Return every line of the records below verbatim, leaving the pictures out of your answer.
* * * * *
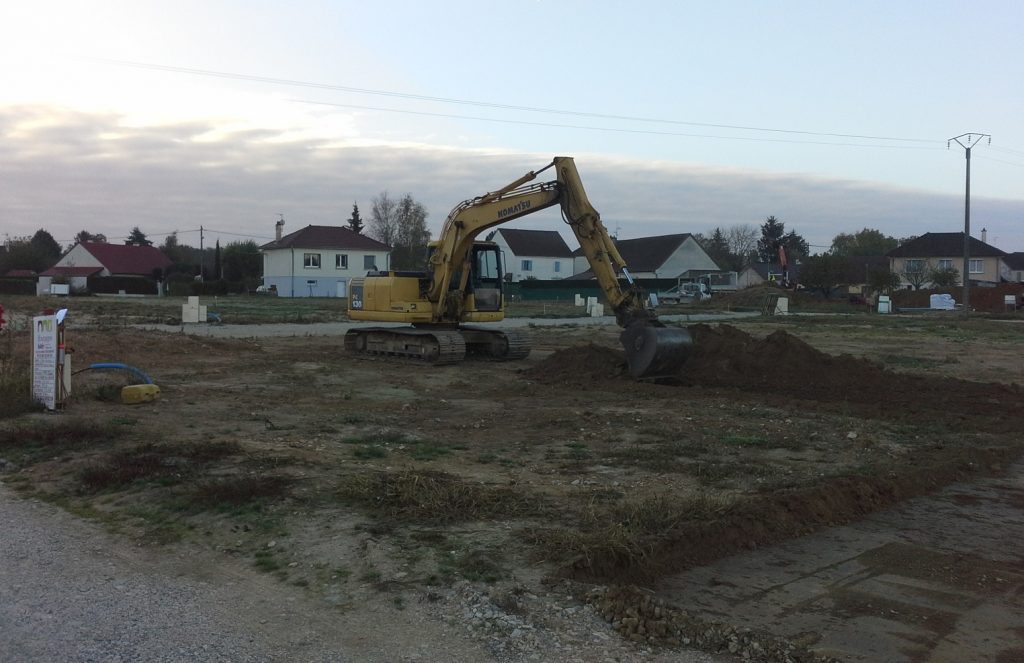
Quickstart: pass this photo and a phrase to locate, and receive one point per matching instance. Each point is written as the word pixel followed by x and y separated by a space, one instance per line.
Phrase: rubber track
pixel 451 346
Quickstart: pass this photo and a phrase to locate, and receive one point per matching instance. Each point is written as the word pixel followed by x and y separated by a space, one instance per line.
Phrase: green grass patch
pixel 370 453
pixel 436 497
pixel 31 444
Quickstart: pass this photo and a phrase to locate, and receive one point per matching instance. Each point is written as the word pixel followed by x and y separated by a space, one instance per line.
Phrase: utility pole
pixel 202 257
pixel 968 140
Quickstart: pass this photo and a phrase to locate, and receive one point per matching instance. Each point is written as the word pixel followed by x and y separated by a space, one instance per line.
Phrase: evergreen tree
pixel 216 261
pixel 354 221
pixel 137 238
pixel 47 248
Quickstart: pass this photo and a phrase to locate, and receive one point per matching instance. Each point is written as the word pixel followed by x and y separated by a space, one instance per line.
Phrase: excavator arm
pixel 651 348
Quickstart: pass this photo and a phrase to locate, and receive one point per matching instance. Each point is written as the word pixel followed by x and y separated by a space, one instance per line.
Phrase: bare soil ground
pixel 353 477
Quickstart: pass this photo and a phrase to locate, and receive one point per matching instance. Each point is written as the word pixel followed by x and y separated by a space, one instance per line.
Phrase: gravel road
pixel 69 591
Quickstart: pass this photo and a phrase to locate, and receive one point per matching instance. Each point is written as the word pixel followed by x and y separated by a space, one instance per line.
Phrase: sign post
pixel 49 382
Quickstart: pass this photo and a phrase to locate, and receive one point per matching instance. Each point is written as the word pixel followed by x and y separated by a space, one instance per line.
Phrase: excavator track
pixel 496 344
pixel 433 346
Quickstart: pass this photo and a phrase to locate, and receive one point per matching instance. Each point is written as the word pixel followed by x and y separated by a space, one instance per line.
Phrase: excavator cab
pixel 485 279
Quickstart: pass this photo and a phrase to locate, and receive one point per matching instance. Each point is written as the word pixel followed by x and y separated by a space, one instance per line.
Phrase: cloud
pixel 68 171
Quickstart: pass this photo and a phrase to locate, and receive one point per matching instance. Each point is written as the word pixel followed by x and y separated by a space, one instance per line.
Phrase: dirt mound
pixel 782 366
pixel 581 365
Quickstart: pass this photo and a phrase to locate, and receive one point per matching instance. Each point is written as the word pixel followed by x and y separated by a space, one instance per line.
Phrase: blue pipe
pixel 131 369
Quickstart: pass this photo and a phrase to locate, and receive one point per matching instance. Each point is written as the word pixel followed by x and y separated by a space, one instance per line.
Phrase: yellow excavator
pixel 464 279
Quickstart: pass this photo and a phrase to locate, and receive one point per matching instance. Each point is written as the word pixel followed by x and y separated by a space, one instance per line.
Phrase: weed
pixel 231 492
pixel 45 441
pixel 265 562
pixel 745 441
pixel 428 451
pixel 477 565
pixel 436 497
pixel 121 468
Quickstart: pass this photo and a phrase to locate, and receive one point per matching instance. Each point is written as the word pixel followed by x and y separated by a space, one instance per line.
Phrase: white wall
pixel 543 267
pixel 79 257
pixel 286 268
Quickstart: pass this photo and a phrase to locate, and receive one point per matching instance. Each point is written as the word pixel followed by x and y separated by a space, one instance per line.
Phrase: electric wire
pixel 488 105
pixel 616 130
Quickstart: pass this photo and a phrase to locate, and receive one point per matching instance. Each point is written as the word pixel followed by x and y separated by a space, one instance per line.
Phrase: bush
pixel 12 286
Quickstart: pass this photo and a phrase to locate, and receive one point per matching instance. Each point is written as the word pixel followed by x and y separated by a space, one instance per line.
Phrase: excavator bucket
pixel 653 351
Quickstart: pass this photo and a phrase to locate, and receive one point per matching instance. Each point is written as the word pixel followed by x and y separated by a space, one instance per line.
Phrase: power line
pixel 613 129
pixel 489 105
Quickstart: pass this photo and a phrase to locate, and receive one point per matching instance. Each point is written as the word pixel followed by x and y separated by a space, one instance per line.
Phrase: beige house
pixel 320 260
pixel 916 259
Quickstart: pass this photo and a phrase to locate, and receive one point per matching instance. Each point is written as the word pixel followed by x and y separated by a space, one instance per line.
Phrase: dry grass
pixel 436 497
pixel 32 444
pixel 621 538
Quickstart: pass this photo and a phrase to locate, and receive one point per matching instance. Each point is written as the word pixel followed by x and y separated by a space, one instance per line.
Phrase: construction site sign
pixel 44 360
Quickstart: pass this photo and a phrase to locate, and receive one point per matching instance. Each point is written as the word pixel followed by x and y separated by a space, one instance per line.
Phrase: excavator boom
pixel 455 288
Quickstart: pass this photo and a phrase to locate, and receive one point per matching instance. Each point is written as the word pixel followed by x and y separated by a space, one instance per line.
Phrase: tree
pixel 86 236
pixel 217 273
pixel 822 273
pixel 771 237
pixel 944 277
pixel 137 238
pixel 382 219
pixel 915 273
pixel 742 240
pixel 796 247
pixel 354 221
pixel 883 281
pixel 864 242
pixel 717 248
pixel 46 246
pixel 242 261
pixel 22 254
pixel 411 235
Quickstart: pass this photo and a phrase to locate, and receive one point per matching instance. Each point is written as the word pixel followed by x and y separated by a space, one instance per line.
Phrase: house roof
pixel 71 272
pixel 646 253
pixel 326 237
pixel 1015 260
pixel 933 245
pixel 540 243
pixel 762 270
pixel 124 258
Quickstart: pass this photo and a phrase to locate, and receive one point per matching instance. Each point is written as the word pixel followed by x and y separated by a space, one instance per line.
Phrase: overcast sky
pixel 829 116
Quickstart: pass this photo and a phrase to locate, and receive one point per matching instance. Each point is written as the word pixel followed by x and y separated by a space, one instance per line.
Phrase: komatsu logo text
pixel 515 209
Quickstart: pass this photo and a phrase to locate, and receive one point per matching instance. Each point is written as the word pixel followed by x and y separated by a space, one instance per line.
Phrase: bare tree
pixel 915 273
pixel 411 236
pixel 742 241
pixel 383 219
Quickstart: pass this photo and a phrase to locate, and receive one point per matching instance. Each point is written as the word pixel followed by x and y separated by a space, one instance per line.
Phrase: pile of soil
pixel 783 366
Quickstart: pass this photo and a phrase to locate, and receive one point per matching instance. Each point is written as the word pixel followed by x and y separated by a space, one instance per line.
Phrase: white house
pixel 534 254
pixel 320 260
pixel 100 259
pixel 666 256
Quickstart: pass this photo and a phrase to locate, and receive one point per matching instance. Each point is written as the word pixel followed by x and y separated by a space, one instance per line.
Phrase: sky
* * * * *
_Result_:
Quickstart: pass this photo and a phrase to locate, and receive one point per matching instance. Each point is written as the word pixel followed by x and y separated by a space, one instance per line.
Phrase: rubber track
pixel 451 346
Quickstart: pass this photo and a phrase to locate, and receive one point per matching instance. Each point is written as the word pixel followed by x and y separated by a space, one instance per line.
Phrase: green grass patch
pixel 370 453
pixel 436 497
pixel 31 444
Quickstart: pass this photo and a phrase to locate, and receive one point per matching instance. Each point is written as the word pixel followed by x and y separated by a space, one instance per line.
Phrase: utility pole
pixel 202 257
pixel 968 140
Quickstart: pass this photo and a phrase to locate, and receive one point per matching instance. Each point is written as the word pixel followed by x and y separated by a space, one instance per line.
Phrase: evergreen tree
pixel 216 261
pixel 354 221
pixel 137 238
pixel 47 248
Quickstart: pass this photo and a phrase to locate, and receive one point per matching instance. Each point is written as the word pixel followed by x and y separated by a space, one instance per line.
Phrase: excavator arm
pixel 651 348
Quickstart: pass this photo and a phrase to locate, and receive one point per matching instance. Each point is written as the word pixel followed by x and y separated by a space, one instance per line.
Phrase: bare soil ground
pixel 353 477
Quickstart: pass this photo and a phrase to locate, and receive one point per matching instance. Each point is written as the word pixel followed by x and y separated by a space, one instance per line.
Phrase: gravel road
pixel 69 591
Quickstart: pass this photo and a phrase to locate, and receive one point per matching instance. Each point is written as the word pixel followed by x and y separated by a space, one instance per line.
Phrase: sign post
pixel 49 382
Quickstart: pass this photo and a phrase to locate, and receive one point per matching instance. Each point is written as the word pixel followed by x and y separated by a space, one instance per line.
Phrase: excavator track
pixel 496 344
pixel 433 346
Quickstart: pass this photo and a phrase to locate, and receive one point per matching instance. Each point is written as the word pixel followed by x and y separated by a space, one instance per line.
Phrase: excavator cab
pixel 485 279
Quickstart: pass this photo and a phrase to locate, and receive one point per matching instance. Each point is written as the word pixel followed by x and y separated by a space, one instance per line.
Phrase: cloud
pixel 68 171
Quickstart: pass this photo and a phrase to locate, and receive one point per matching instance. Each point is written as the word pixel followed by x and y separated by a space, one instance per line.
Phrase: dirt mound
pixel 782 366
pixel 581 365
Quickstart: pass this photo and a phrase to locate, and receive one point per matching instance. Each point is written as the word pixel followed by x and y separated by a space, one instance per line.
Phrase: blue pipe
pixel 131 369
Quickstart: pass this photo and a phrase to locate, and receive one point per matching instance. Each point is written as the word pixel followed by x and y separated by a space, one instance per line.
Phrase: yellow excavator
pixel 464 279
Quickstart: pass this photo and a phrase to locate, and receive one point per matching instance. Each point is written as the word pixel followed by x and y separated by a space, one instance per line.
Phrase: weed
pixel 231 492
pixel 45 441
pixel 265 562
pixel 745 441
pixel 428 451
pixel 477 565
pixel 436 497
pixel 121 468
Quickstart: pass this photo and a phrase to locate, and receive one point per matching instance. Each point is written as the word pixel followed by x and y separated by a space, one instance per line.
Phrase: white wall
pixel 543 267
pixel 79 257
pixel 286 268
Quickstart: pass this photo and a phrase to locate, and receive one point per matching instance. Each point is written as the word pixel followed by x and y separated by a space, one instance per line.
Phrase: electric wire
pixel 488 105
pixel 616 130
Quickstart: pass this photo and a phrase to locate, and receive one point per matching instance. Each point is written as the word pixel followed by x and y separated by a space, one instance per line.
Phrase: bush
pixel 12 286
Quickstart: pass this photo and a phrase to locate, and receive one point per matching instance. Each point is written as the word pixel followed by x and y separated by a space, one instance per line.
Phrase: excavator bucket
pixel 653 351
Quickstart: pass this photo and a phrase to locate, and receive one point per matching instance. Each point is written as the word pixel followed by x and y separated by a space, one instance per line.
Phrase: power line
pixel 613 129
pixel 489 105
Quickstart: pass this photo and a phrase to locate, and receive one point per matching instance. Each point is written as the word pixel followed by x and y separated by a space, one instance per line.
Phrase: beige house
pixel 320 260
pixel 916 259
Quickstart: pass this photo and a phrase to locate, and receive one point per matching instance. Each point is written as the word pixel followed by x and y separated by a space, one instance per line.
Phrase: dry grass
pixel 436 497
pixel 32 444
pixel 621 538
Quickstart: pass this photo and a phrase to locate, and receive one point per matching instance. Each point is written as the word pixel followed by x and y separated by a space, one instance per line.
Phrase: construction site sign
pixel 44 360
Quickstart: pass this photo and a phrase to locate, and receive one point per matching instance. Each point is written as the word pixel followed by x and y separated by a space, one instance per line.
Phrase: excavator boom
pixel 455 288
Quickstart: pass this photo and a phrase to locate, and receive one point per matching instance. Each point is written as the word pixel followed by x and y separated by a space, one instance per line.
Phrase: tree
pixel 86 236
pixel 217 273
pixel 822 273
pixel 771 237
pixel 944 277
pixel 137 238
pixel 382 219
pixel 915 273
pixel 742 240
pixel 796 247
pixel 354 221
pixel 883 281
pixel 864 242
pixel 717 248
pixel 46 246
pixel 242 261
pixel 22 254
pixel 411 235
Quickstart: pass this photo and a phrase to locate, and receive one point per matching instance. Each point is written as the word pixel followed by x and y separated by a space, one instance per line.
Phrase: house roof
pixel 71 272
pixel 646 253
pixel 326 237
pixel 1015 260
pixel 933 245
pixel 540 243
pixel 762 270
pixel 124 258
Quickstart: pass this photo and a phrase to locate, and receive one point per matching instance. Each point is written as the word pixel followed by x and y separated by a space, one instance per line.
Phrase: overcast sky
pixel 829 116
Quickstart: pass this photo and a phrase to locate, and receive one point per matching instance. Each point is written as the word pixel followed by x and y separated by a space, one instance per line.
Phrase: komatsu logo text
pixel 515 209
Quickstart: pass this photo and a phrase to locate, and receive one point per matching instance. Each point is written as the word pixel followed by x and y separated by a space, one instance per line.
Phrase: bare tree
pixel 915 273
pixel 411 236
pixel 742 241
pixel 383 219
Quickstart: pass this photo and a phrase to locate, and receive one point per matching instance. Each point is written as the word pixel followed by x and y separated by a space, one instance per line.
Phrase: pile of soil
pixel 783 366
Quickstart: pass this photo and a phrase to locate, and receive one point per matching instance. Each point is written as the word pixel followed by x and y separated by a space, one instance per line.
Phrase: white house
pixel 534 254
pixel 320 260
pixel 100 259
pixel 666 256
Quickstart: pass this photo and a phrase to locate, and receive one point per matching instance. Each point is written as the word pixel followed by x and y separated by a space, one instance per line.
Phrase: sky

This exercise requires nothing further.